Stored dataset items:
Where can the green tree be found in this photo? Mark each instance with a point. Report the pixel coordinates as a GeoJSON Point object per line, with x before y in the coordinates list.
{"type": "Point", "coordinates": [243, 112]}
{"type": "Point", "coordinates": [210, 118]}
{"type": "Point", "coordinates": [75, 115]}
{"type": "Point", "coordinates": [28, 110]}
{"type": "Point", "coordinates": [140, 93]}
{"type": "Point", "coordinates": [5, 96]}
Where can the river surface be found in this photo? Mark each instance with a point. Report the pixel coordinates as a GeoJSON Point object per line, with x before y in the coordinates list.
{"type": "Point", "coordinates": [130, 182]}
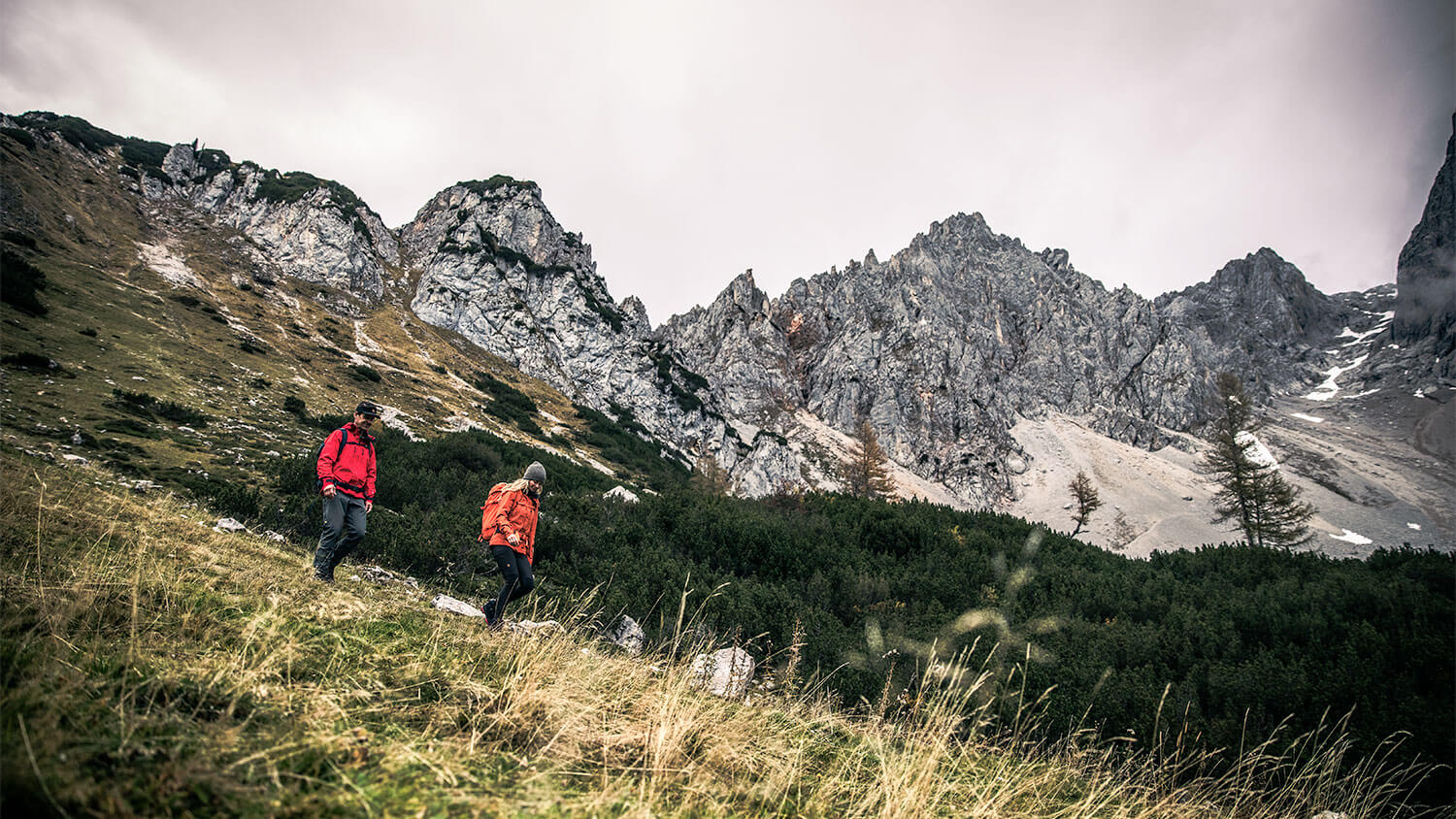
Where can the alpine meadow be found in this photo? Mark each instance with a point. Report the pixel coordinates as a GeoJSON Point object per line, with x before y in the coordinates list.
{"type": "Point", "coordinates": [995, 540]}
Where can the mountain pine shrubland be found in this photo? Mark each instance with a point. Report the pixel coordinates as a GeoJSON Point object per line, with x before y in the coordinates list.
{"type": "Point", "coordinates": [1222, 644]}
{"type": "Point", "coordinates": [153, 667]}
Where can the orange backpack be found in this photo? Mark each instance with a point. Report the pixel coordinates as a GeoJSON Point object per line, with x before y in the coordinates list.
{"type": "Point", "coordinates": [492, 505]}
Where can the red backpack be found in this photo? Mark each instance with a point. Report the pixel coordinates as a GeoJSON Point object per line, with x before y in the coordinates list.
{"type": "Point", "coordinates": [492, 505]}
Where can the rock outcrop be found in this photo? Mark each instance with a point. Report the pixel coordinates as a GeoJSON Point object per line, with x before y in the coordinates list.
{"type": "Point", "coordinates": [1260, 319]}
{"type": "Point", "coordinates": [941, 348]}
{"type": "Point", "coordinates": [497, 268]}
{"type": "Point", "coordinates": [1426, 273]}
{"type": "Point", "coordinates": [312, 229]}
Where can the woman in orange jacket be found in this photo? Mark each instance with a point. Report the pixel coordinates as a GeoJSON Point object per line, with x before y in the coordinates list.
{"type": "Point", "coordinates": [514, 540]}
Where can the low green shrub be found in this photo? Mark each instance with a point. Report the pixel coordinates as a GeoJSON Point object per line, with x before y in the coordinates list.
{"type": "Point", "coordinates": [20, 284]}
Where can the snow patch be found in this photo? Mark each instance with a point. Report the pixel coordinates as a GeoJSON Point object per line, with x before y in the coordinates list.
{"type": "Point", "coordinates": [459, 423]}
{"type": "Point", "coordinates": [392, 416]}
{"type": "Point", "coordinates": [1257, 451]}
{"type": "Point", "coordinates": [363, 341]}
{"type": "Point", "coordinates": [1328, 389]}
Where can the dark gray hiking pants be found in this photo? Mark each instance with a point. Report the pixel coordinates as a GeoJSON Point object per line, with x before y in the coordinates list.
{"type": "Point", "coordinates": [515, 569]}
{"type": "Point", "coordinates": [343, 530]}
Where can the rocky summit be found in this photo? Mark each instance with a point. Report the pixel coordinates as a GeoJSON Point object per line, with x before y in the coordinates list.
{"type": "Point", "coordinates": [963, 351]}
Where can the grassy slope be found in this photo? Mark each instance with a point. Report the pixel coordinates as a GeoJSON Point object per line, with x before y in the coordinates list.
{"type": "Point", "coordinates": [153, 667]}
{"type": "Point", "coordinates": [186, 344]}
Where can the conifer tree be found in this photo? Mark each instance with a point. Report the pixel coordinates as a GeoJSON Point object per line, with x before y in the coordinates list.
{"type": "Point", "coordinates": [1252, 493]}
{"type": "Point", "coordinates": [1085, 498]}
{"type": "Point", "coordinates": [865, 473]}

● **WORK INSTRUCTIONS**
Take the listing above and restate it word for word, without its pictures.

● **ANSWER TO THE TASK**
Where can the green tree be found in this photo? Mark each instance with a point. Report the pixel coordinates as a GeoJSON Point object per line, with x before y in the coordinates list.
{"type": "Point", "coordinates": [243, 112]}
{"type": "Point", "coordinates": [210, 118]}
{"type": "Point", "coordinates": [75, 115]}
{"type": "Point", "coordinates": [28, 110]}
{"type": "Point", "coordinates": [140, 93]}
{"type": "Point", "coordinates": [5, 96]}
Where can the river surface be found in this photo? Mark each instance with a point. Report the pixel coordinates as a GeoJSON Point object per line, with x before y in the coordinates list.
{"type": "Point", "coordinates": [130, 182]}
Where can the alpine meadow be found in this photo? Mark each instance with a point. Report the pixel coordinates as a GeoJSON Point object per line, with x before y in the coordinates list.
{"type": "Point", "coordinates": [995, 540]}
Where can the mountain pine shrubland be found in this photo? Mark each instance with a point. Report the pixel coordinates as a GeoJSON Point object per line, with x before y in the coordinates list.
{"type": "Point", "coordinates": [1222, 644]}
{"type": "Point", "coordinates": [153, 667]}
Where can the orange backpack be found in this photo? Mark each instance with a point. Report the pixel coordinates as a GeoJSON Point object per line, with x before y in the coordinates list.
{"type": "Point", "coordinates": [492, 505]}
Where can the red backpack be found in this photo? Mark each instance with a point. Report the pixel coordinates as a GeoJSON Point object per line, with x before y in the coordinates list.
{"type": "Point", "coordinates": [492, 505]}
Where can the rock outcrop be found in this photo? Mark each instance with a point. Report the pixel coordinates as a GeoJSON Point object per line, with x before y in the coordinates list.
{"type": "Point", "coordinates": [1260, 319]}
{"type": "Point", "coordinates": [941, 348]}
{"type": "Point", "coordinates": [497, 268]}
{"type": "Point", "coordinates": [1426, 273]}
{"type": "Point", "coordinates": [312, 229]}
Where can the woman in orange jacket be found in this photo? Mark each instance with a point. Report the pixel coordinates as a GeoJSON Point object per line, with x before y in the coordinates list.
{"type": "Point", "coordinates": [514, 540]}
Where can the low green shrub be found in this photo? Mark each instance with a point. Report the pixel coordinates as a GeoJSON Point object per line, with x before y in the coordinates list.
{"type": "Point", "coordinates": [20, 284]}
Where can the snow patch be found in this photo? Mark each instance with a point. Report the pixel coordinates as a GeoJSON Point object per line, with x before y in the coordinates list.
{"type": "Point", "coordinates": [459, 423]}
{"type": "Point", "coordinates": [392, 416]}
{"type": "Point", "coordinates": [1257, 451]}
{"type": "Point", "coordinates": [363, 341]}
{"type": "Point", "coordinates": [1328, 389]}
Where can the dark gray hiking pants be found in this photo? Mark each instance with a point. Report the pixel coordinates as a GeoJSON Point object per line, with x before y in the coordinates list.
{"type": "Point", "coordinates": [515, 569]}
{"type": "Point", "coordinates": [343, 530]}
Where can the rocky summit be found in this photo? Mark each instance with a point. Report the pixel coordinates as a GeoJSON Point object per line, with x before y in the coordinates list.
{"type": "Point", "coordinates": [963, 351]}
Where can the grassy slope be found in this photo? Mark each instance with a point. Report the pixel coordinates as a GeoJSON Point object per line, with x before y in the coordinates list.
{"type": "Point", "coordinates": [153, 667]}
{"type": "Point", "coordinates": [186, 344]}
Where can the conifer tree be found in this photo? Mark each instance with a point. Report the pixel coordinates as a GeoJSON Point object per line, with x before y in the coordinates list.
{"type": "Point", "coordinates": [1252, 493]}
{"type": "Point", "coordinates": [1085, 498]}
{"type": "Point", "coordinates": [865, 473]}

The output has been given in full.